*Directions for this task*
Because the pictures are not wanted, give back only the exact text of every entry below.

*Dataset content*
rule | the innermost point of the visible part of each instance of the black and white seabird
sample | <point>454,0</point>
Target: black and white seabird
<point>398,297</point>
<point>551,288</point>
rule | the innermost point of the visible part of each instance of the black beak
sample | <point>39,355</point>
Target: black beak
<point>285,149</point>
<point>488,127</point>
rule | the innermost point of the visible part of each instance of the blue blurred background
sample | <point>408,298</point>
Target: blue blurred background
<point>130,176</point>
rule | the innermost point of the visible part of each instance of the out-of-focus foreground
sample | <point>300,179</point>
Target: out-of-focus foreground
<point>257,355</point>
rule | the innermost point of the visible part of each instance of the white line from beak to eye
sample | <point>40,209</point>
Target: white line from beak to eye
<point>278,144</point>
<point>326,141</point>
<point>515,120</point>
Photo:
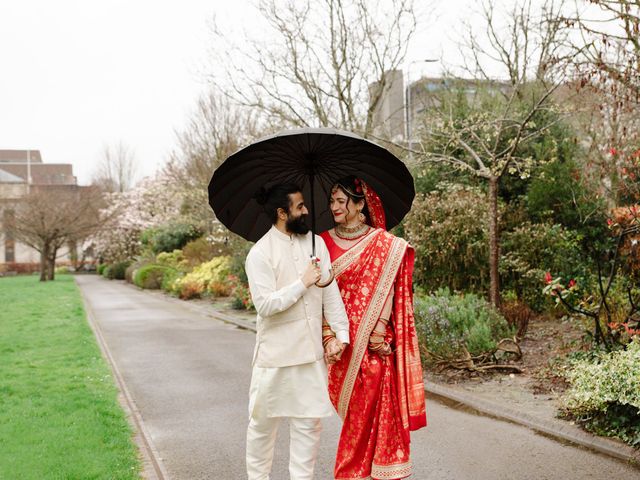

*Response to the exercise*
rule | the innermost point of the visible part of each instance of the black and white seabird
sample | <point>454,0</point>
Target: black and white seabird
<point>398,297</point>
<point>551,288</point>
rule | the innermost point of the visible part of each instance of the black beak
sample | <point>39,355</point>
Target: black beak
<point>285,149</point>
<point>488,127</point>
rule | the innermost point of the visible part of each instance of the blue blurred background
sample | <point>408,298</point>
Target: blue blurred background
<point>130,176</point>
rule | the innermost point of the visible part of each instance of the out-of-focus foreground
sample | <point>300,179</point>
Target: out-of-focus foreground
<point>257,355</point>
rule | the innermost point of the visible part of each instance of the white line from beak to eye
sample | <point>40,209</point>
Target: white line from beak to eye
<point>278,144</point>
<point>326,141</point>
<point>515,120</point>
Photo:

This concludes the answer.